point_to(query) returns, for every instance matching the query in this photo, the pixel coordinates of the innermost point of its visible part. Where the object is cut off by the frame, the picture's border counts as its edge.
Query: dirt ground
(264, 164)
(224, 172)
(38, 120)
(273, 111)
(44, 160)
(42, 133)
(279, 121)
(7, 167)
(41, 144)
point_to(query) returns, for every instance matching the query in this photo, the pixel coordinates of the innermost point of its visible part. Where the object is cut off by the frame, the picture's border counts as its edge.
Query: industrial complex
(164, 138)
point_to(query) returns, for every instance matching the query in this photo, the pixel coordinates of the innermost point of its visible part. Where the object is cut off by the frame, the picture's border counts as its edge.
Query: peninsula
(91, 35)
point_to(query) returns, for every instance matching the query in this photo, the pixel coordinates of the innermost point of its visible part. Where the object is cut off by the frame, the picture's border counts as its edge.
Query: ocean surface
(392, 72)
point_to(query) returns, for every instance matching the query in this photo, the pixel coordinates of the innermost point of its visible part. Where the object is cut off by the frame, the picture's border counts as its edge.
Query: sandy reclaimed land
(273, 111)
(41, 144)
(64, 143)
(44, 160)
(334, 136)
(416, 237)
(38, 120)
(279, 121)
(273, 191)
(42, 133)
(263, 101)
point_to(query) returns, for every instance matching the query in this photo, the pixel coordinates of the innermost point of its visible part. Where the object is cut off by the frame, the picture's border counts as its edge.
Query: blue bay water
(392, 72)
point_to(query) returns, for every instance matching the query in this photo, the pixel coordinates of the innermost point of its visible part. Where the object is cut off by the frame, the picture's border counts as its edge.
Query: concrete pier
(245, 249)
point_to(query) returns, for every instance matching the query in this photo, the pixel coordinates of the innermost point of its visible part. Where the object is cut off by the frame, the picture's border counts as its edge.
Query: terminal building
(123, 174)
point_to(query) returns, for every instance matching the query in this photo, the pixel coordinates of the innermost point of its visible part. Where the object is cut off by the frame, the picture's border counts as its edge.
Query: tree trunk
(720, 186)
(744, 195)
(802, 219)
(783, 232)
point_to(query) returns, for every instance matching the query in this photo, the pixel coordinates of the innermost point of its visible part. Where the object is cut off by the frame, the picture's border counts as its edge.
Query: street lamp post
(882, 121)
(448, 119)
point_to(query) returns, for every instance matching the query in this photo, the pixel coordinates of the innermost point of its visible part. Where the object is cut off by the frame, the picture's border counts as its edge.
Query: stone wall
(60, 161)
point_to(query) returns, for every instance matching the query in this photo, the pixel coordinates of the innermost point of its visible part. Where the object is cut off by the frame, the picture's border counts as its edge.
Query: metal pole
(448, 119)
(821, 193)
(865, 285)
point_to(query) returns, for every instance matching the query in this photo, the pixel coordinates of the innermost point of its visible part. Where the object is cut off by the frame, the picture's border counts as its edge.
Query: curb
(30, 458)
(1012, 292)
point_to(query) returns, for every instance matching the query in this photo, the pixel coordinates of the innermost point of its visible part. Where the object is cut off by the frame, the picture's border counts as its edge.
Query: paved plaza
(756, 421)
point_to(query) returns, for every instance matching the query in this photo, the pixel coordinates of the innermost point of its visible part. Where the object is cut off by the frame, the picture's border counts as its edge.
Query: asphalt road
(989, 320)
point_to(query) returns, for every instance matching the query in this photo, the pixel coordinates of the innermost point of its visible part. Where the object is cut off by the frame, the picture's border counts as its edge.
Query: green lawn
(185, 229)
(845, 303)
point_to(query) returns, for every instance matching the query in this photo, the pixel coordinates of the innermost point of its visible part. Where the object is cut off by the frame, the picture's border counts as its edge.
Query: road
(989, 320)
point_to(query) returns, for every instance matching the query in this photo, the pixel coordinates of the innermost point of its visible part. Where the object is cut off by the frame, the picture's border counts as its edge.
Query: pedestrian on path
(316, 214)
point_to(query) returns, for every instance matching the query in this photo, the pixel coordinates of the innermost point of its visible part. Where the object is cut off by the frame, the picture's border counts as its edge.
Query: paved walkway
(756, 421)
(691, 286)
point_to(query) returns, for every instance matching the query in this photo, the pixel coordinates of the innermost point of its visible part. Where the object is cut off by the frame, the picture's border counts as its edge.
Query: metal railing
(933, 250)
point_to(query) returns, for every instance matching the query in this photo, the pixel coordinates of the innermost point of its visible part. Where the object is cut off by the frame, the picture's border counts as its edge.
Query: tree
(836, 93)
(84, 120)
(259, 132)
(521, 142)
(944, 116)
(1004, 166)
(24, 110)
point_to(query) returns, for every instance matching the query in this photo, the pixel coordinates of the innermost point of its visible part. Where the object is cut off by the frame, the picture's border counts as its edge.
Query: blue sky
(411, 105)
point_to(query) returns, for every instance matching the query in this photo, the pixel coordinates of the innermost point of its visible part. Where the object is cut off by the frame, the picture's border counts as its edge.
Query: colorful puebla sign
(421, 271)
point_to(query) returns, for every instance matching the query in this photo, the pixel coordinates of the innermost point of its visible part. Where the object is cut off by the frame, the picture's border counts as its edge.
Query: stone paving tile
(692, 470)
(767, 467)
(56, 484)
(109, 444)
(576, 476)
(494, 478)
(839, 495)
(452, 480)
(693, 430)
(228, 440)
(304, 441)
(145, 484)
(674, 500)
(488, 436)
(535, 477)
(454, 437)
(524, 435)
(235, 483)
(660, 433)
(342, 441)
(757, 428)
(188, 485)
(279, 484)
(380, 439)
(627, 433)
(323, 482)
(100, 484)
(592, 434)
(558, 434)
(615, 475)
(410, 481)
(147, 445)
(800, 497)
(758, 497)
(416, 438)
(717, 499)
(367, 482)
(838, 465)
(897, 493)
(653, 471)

--------

* **Work item**
Exactly as written above, please repeat the entries.

* **Problem solution**
point_to(query) returns, for every instance matching the query in this photo, the pixel coordinates of the innermost point of its visible part. Where the object is cut off by the frame, the picture's border counts as its edge.
Query: dirt ground
(264, 164)
(224, 172)
(38, 120)
(273, 111)
(44, 160)
(42, 133)
(279, 121)
(7, 167)
(41, 144)
point_to(query) returns, for every instance matching the query in this photo, the pixel coordinates of the innermost point of its visible part. Where the object is cut off by the frame, the picture's border counts as its edge.
Query: industrial complex
(164, 138)
point_to(query) returns, for every instance matching the query in this photo, the pixel coordinates of the innermost point of its visible part. Where the object is cut off by the frame, the picture's border counts as its edge.
Query: peninsula
(91, 35)
point_to(query) returns, for every instance matching the query in this photo, the pixel coordinates of the innermost point of its visible part. Where the object is cut off by the frame, the picture's border counts as its edge.
Query: ocean surface
(392, 72)
point_to(query) returns, for every instance matching the query in this photo, the pixel coordinates of the innermost point of its visible part. Where the object is cut off by the frame, the picture's border counts as its edge.
Query: sandy reclaimed land
(273, 111)
(41, 144)
(64, 143)
(44, 160)
(334, 136)
(416, 237)
(38, 120)
(279, 121)
(273, 191)
(42, 133)
(263, 101)
point_to(query) returns, for every instance matching the query in this photo, the pixel coordinates of the innermost point of its visible part. Where the object is cut off by the frame, the picture's border counts as its edge.
Query: blue bay water
(392, 72)
point_to(query) returns, for every instance matching the query in this photo, the pixel coordinates of the innermost point of its visible part. Where the object is cut off by the frame, the picture's border counts as its edge.
Query: concrete pier
(245, 249)
point_to(query) returns, for every instance matching the query in this photo, the pixel coordinates of the innermost point of its visible part. Where the object is cut off by the frame, the picture's border counts as its edge.
Query: terminal building
(123, 174)
point_to(query) returns, for every instance matching the query in this photo, the pixel coordinates of the innermost point of its visible part. Where the object is cut off by the frame, the picture's border counts as its edge.
Query: tree trunk
(720, 186)
(744, 195)
(802, 219)
(783, 232)
point_to(query) returns, for every instance matching the query in this photo, the pixel coordinates of the innermost point of its visible part. Where the object is cut off by the frame, the picture's border counts as its edge.
Query: street lamp post
(882, 121)
(448, 119)
point_to(query) returns, for every instance matching the query in this photo, the pixel coordinates of the innermost point of its visible part. Where the object is cut off by the frame, the picture's border counts as its edge.
Query: stone wall
(60, 161)
point_to(query) returns, for every instance matching the query in this photo, the pixel coordinates of the innermost point of its visible part. Where the object is cut off by the frame, the picture's border counts as its edge.
Query: metal pole
(448, 119)
(821, 193)
(865, 285)
point_to(query) returns, for every instance matching the query in this photo, the pixel coordinates of the innermost point of its visible part. Where the object is cut off by the frame, the picture's border counts as its edge.
Query: curb
(30, 458)
(1012, 292)
point_to(query) returns, for every instance matching the query in this photo, the pixel coordinates of the innermost point of its visible part. Where the object is cut off by the frame, the picture's border counts as its edge.
Query: paved plaza
(756, 421)
point_to(query) returns, for every instance matching the query in this photo, the pixel coordinates of the innermost point of its visible part. Where the object is cut off by the frame, the picture's border counts as its edge.
Query: asphalt road
(989, 320)
point_to(query) returns, for every instance matching the query in this photo, the pixel coordinates of the innermost point of its visible part. Where the object is cut off by the frame, the picture's border counts as its edge.
Query: green lawn
(185, 229)
(845, 303)
point_to(query) returns, for every instance matching the query in this photo, the pixel coordinates of the innermost point of its visible part. Where the object is cut off by the frame, the picture's border counts as its edge.
Query: road
(989, 320)
point_to(query) returns, for every instance matching the query in this photo, the pixel coordinates of the innermost point of its visible part. Where the object is cut off by the frame, the picture's border counts as its edge.
Query: pedestrian on path
(316, 214)
point_to(query) returns, for every instance matching the query in this photo, the pixel coordinates of the innermost point of its visible part. Where the object is cut off by the frame, the picture's border counts as its edge.
Query: paved walkway
(756, 421)
(691, 286)
point_to(query) returns, for every instance matching the query in this photo, the pixel coordinates of the innermost point of its visible part. Where the object is cut off by the frame, the picture's border counts as its edge.
Query: metal railing
(933, 250)
point_to(query) returns, for every instance matching the query in this photo, the pixel coordinates of the innermost point of its visible part. Where the object is cut off by the frame, the picture's border counts as its edge.
Query: tree
(836, 93)
(84, 120)
(259, 132)
(521, 142)
(944, 116)
(1004, 166)
(24, 110)
point_to(query) returns, for every instance matching the query in this photo, the pixel coordinates of the innermost point of its visible part. Where the object is cut off by the frame, the picture's border counts as its edge.
Query: blue sky
(411, 105)
point_to(query) returns, for every instance matching the query in this photo, the pixel coordinates of the innermost point of its visible part. Where the object is cut off by the frame, the picture's border counts as its edge.
Query: colorful puebla sign
(421, 271)
point_to(query) returns, for every instance matching the query in this photo, the pixel coordinates of the innermost point of its visible part. Where the object is cut off by the frame, the picture's border counts as its edge.
Query: stone paving tile
(692, 470)
(767, 467)
(56, 484)
(109, 444)
(576, 476)
(494, 478)
(839, 495)
(452, 480)
(693, 430)
(228, 440)
(304, 441)
(145, 484)
(674, 500)
(488, 436)
(535, 477)
(454, 437)
(524, 435)
(235, 483)
(660, 433)
(342, 441)
(757, 428)
(188, 485)
(279, 484)
(380, 439)
(627, 433)
(323, 482)
(100, 484)
(592, 434)
(558, 434)
(615, 475)
(410, 481)
(147, 445)
(800, 497)
(758, 497)
(416, 438)
(717, 499)
(367, 482)
(838, 465)
(897, 493)
(653, 471)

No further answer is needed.